WHAT IS REQUIRED ▸ Every record that follows should be copied exactly. No picture belongs in the copy.

EXERCISE MATERIAL ▸
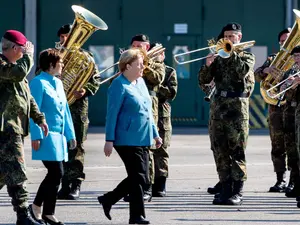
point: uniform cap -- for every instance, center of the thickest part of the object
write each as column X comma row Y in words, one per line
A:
column 16, row 37
column 140, row 37
column 285, row 31
column 232, row 27
column 65, row 29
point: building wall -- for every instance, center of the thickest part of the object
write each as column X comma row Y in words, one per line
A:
column 125, row 18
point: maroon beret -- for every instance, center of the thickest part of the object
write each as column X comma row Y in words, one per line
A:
column 15, row 37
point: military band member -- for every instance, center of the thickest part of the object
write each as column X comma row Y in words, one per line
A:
column 17, row 106
column 207, row 89
column 292, row 190
column 74, row 168
column 291, row 122
column 166, row 92
column 275, row 120
column 234, row 81
column 153, row 75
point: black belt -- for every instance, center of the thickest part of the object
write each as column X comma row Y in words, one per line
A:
column 230, row 94
column 152, row 93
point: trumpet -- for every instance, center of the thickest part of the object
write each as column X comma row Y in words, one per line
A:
column 223, row 48
column 281, row 94
column 150, row 55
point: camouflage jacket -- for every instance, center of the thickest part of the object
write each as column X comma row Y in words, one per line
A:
column 259, row 74
column 17, row 104
column 79, row 109
column 154, row 75
column 290, row 95
column 167, row 91
column 234, row 74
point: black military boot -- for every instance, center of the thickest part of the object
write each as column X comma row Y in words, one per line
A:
column 280, row 185
column 225, row 194
column 148, row 193
column 293, row 191
column 65, row 189
column 159, row 187
column 237, row 197
column 216, row 189
column 290, row 190
column 24, row 218
column 75, row 190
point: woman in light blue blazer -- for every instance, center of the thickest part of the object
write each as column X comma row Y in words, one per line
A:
column 130, row 129
column 52, row 150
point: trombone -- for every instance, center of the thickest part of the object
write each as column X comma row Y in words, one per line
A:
column 151, row 54
column 223, row 48
column 281, row 93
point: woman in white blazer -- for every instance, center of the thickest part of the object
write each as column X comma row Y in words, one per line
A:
column 49, row 95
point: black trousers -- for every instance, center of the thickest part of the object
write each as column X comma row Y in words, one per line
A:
column 48, row 189
column 136, row 160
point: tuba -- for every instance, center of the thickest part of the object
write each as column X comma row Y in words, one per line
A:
column 283, row 62
column 79, row 65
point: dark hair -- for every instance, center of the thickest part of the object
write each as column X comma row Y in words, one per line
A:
column 129, row 56
column 65, row 29
column 154, row 44
column 48, row 58
column 296, row 50
column 285, row 31
column 140, row 37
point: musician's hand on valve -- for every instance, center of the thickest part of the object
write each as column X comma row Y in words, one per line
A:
column 210, row 58
column 296, row 82
column 79, row 94
column 273, row 71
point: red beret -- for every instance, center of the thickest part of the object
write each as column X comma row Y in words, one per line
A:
column 15, row 37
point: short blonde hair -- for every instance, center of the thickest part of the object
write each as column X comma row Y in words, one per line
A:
column 129, row 56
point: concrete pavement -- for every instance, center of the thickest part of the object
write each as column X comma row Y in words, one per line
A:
column 192, row 170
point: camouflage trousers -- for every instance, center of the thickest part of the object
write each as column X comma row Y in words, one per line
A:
column 75, row 166
column 290, row 138
column 161, row 155
column 229, row 144
column 12, row 169
column 151, row 157
column 297, row 124
column 276, row 127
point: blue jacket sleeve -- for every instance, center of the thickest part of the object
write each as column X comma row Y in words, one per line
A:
column 154, row 129
column 37, row 90
column 115, row 97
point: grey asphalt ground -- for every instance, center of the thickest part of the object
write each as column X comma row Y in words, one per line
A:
column 192, row 170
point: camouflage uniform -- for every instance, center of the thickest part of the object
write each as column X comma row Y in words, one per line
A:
column 167, row 91
column 79, row 110
column 276, row 127
column 234, row 81
column 207, row 90
column 290, row 130
column 153, row 75
column 17, row 106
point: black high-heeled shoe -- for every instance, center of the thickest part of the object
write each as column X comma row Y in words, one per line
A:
column 106, row 207
column 40, row 221
column 51, row 222
column 139, row 220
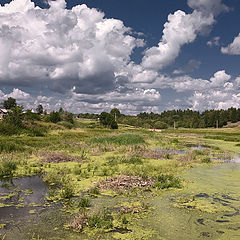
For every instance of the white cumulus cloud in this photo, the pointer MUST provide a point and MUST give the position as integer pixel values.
(233, 48)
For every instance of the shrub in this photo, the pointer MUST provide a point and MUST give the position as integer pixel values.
(167, 181)
(8, 129)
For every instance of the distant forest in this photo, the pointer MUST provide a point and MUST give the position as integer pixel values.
(177, 118)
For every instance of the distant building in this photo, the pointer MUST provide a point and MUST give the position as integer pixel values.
(3, 112)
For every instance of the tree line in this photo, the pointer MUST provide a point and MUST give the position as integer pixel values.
(178, 118)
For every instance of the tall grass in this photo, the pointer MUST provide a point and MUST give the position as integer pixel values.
(120, 140)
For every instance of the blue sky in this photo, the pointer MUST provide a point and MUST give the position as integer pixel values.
(138, 55)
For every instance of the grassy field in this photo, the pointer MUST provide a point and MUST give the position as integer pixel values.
(88, 162)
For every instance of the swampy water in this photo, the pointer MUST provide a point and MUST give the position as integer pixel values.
(208, 207)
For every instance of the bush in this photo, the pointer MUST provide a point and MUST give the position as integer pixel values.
(160, 125)
(100, 220)
(167, 181)
(15, 116)
(66, 124)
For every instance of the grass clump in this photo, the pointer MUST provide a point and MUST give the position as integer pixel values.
(124, 160)
(7, 146)
(167, 181)
(94, 191)
(100, 220)
(7, 168)
(120, 140)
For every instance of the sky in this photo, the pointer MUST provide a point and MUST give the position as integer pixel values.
(138, 55)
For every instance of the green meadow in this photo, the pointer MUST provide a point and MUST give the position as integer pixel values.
(127, 183)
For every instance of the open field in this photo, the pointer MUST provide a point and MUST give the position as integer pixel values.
(94, 183)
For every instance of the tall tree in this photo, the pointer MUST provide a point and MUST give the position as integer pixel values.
(10, 103)
(39, 109)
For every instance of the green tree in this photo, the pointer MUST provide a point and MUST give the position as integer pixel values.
(10, 103)
(115, 113)
(108, 120)
(39, 109)
(54, 117)
(15, 116)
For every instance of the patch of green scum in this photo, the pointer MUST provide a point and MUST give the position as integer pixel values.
(138, 232)
(5, 205)
(203, 204)
(8, 196)
(2, 225)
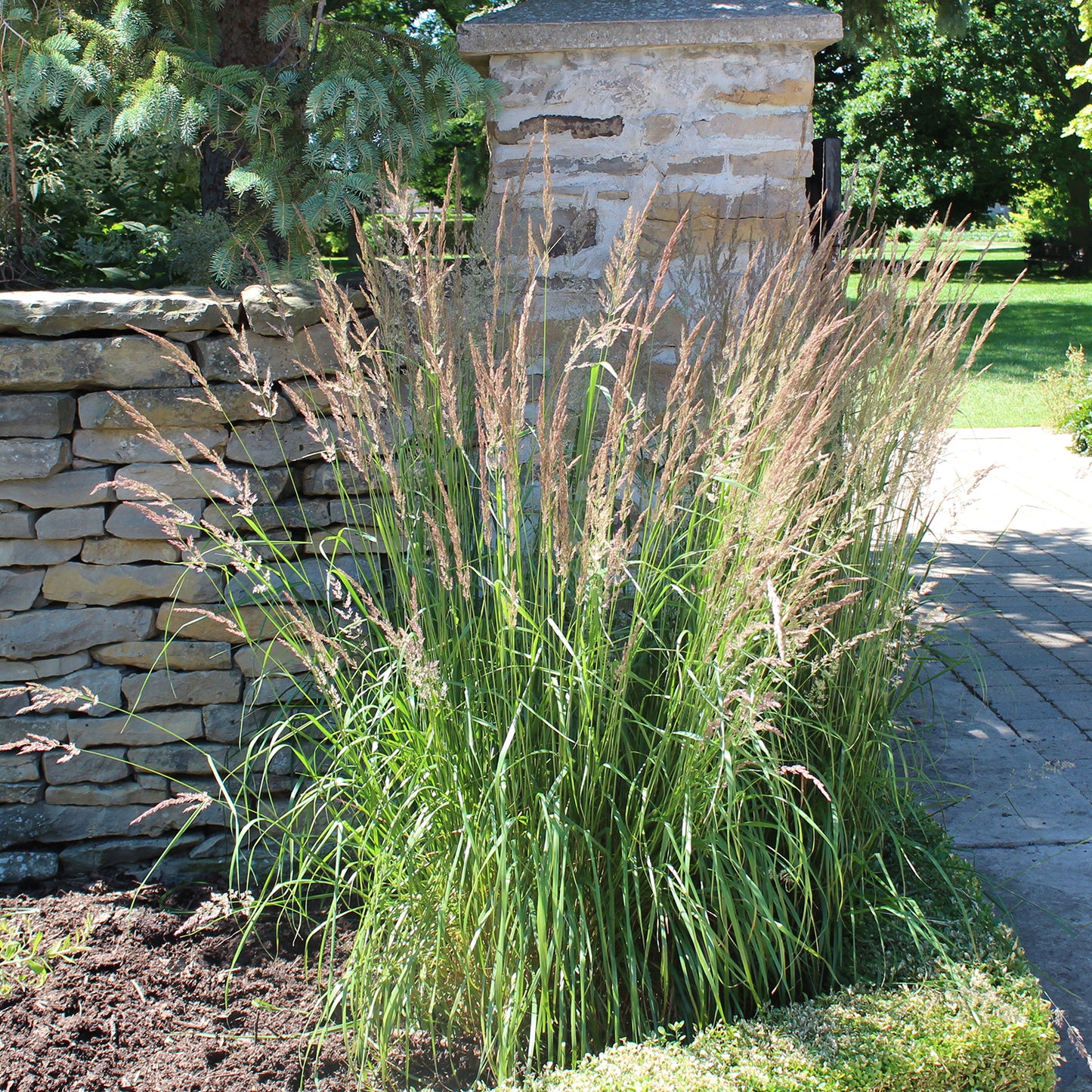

EXERCISE SOLUTION ▸
point: uniform cap -- for every instance, center of the thickest part of the object
write each as column X comma row Y in words, one per line
A:
column 16, row 37
column 140, row 37
column 285, row 31
column 232, row 27
column 65, row 29
point: building wall -- for every instance, center of the thickest part of the object
write each as column X comma row Y in words, one per line
A:
column 125, row 18
point: maroon beret -- for every instance, center of the thickest part of the object
write each as column X comma row Y in words, one per line
A:
column 15, row 37
point: military band member -- for every instance, center of the thickest part of the object
write each as column X comma row Y in words, one per line
A:
column 17, row 106
column 207, row 89
column 292, row 190
column 74, row 168
column 291, row 122
column 166, row 92
column 275, row 120
column 234, row 81
column 153, row 75
point: black belt -- for every instance, center of the thickest part of the object
write each as column X comma row Y in words, one per line
A:
column 230, row 94
column 152, row 93
point: trumpet -- for every instance, center of the thickest part of the object
write each as column X comma row Y in words, one per line
A:
column 223, row 48
column 281, row 94
column 150, row 55
point: camouflage jacket -- for every instance, center of the thickest part of the object
write each as column X comma row Y in words, one per line
A:
column 259, row 74
column 17, row 104
column 79, row 109
column 154, row 75
column 290, row 95
column 167, row 91
column 234, row 74
point: black military boot -- for every instance, center of the thickest part of the object
write each as column X comma row Y in words, one per line
A:
column 280, row 185
column 225, row 194
column 148, row 193
column 293, row 191
column 65, row 189
column 159, row 187
column 237, row 197
column 216, row 189
column 290, row 190
column 24, row 218
column 75, row 190
point: woman in light blue blazer -- for every instance, center of the thickest part of the object
write each as column X comma row Y in words, one per line
A:
column 130, row 129
column 52, row 150
point: trombone -- for every instance, center of the thickest part of the object
write each as column X comma row Y in words, one per line
A:
column 151, row 54
column 223, row 48
column 281, row 93
point: woman in white blazer -- for every instance, center of the thickest part of the object
write each as column X comma row Y in words, one per line
A:
column 49, row 95
point: black trousers -- for every instance, center of the thickest part of the object
write each as column X comma row Y in words, one per line
A:
column 48, row 189
column 136, row 160
point: tuba -- for every instance, center of the thickest part of the object
write each as column X comma row Y in words, one per line
A:
column 283, row 62
column 79, row 65
point: dark hair -- for every instance, center of the thickest part of the object
write each as column X comma row Y in words, one per line
A:
column 129, row 56
column 65, row 29
column 154, row 44
column 48, row 58
column 296, row 50
column 285, row 31
column 140, row 37
point: musician's hand on valve -- for every instance, center of the thickest part of the object
write each as column X comma row Y in words, one per line
A:
column 210, row 58
column 296, row 82
column 79, row 94
column 273, row 71
point: red beret -- for every instance, center of the thickest part of the object
write each as column X comma row Y in words, one per line
A:
column 15, row 37
point: short blonde hair -- for every instance, center of the thickest part of the object
write each as column X comma row Y in words, one per line
A:
column 129, row 56
point: concrete pavement -- for every instance, center of the thickest part of the object
write each as column X comma row Y in words, one per line
A:
column 192, row 170
point: camouflage trousers -- for every instance, center of the thickest part of the object
write each as column X comma row Y in words, one per line
A:
column 75, row 166
column 290, row 138
column 161, row 155
column 229, row 144
column 12, row 169
column 151, row 157
column 297, row 124
column 276, row 127
point: blue jacket sleeve -- for every instance, center of the thickest part of the object
write each as column X comma row Y in words, one per line
A:
column 154, row 129
column 37, row 90
column 115, row 97
point: grey asphalt ground -- for every instance, center of the thickest part of the object
write each as column X comma row Y in words, one per line
A:
column 192, row 170
point: camouflage uniform -- for every instance, center of the thickest part of the object
write each as column X comma row Y in words, one per line
A:
column 167, row 91
column 79, row 110
column 276, row 127
column 234, row 81
column 207, row 90
column 290, row 130
column 153, row 75
column 17, row 106
point: black high-heeled shoe -- for every instance, center of the thickest part of the object
write each as column X comma row Y in words, one per line
A:
column 106, row 207
column 40, row 221
column 51, row 222
column 139, row 220
For every instance of the white cumulus cloud in this photo, the pointer MUST provide a point and MUST give the position as integer pixel values.
(233, 48)
For every instance of the shrub in this photo, the pointer MUST provide a point and MUST give the position as integer pixel values.
(167, 181)
(8, 129)
For every instance of the distant forest in this photo, the pointer MUST provide a point and MUST give the position as integer pixel values.
(177, 118)
For every instance of the distant building in this photo, the pointer MUST provide a point and MUST give the position as integer pixel values.
(3, 112)
For every instance of the tree line in this photo, the pointer MUST provide a point and MUST give the position as integer pixel values.
(178, 118)
For every instance of the tall grass in this photo, the pointer MUST provide a point and MUST give the position as integer pixel values.
(120, 140)
For every instance of the blue sky in this photo, the pointer MUST provide a point and MUST give the position as integer pixel values.
(138, 55)
For every instance of the grassy field in this photo, the pointer MUST provide a point and MUST give the position as integer pixel values.
(88, 162)
For every instance of the swampy water in this photo, the pointer MUST provide a point and MUST give the position as integer pixel values.
(208, 207)
For every instance of the bush in this photo, the pointer MUST provide a point and MUST give the position as integer pixel values.
(160, 125)
(100, 220)
(167, 181)
(15, 116)
(66, 124)
For every instance of the grass clump in this photo, the pointer MUST provide a point and MUST give the position as integer pixel values.
(124, 160)
(7, 146)
(167, 181)
(94, 191)
(100, 220)
(7, 168)
(120, 140)
For every instance of the sky in this photo, the pointer MUST provide a point and MUST give the position as integer pixel values.
(138, 55)
For every instance of the green meadow in this photo, the pointer MUST provide a point and MUST give the position as integer pixel values.
(127, 183)
For every instance of the open field in this photo, the pointer MUST provide a point and MUST give the position as integer pixel values.
(94, 183)
For every instance of the tall tree in this photo, the pointer MUST provide a point and MUST give the position as integer pixel values.
(10, 103)
(39, 109)
For every instance of the green tree in this photo, the pointer MUST provide a point and MUST give the position as integer pixel values.
(10, 103)
(115, 113)
(108, 120)
(39, 109)
(54, 117)
(15, 116)
For every instance of the patch of green scum in this photo, the pointer MUST provide a point and MUST give the position as integer pixel values.
(138, 232)
(5, 205)
(203, 204)
(8, 196)
(2, 225)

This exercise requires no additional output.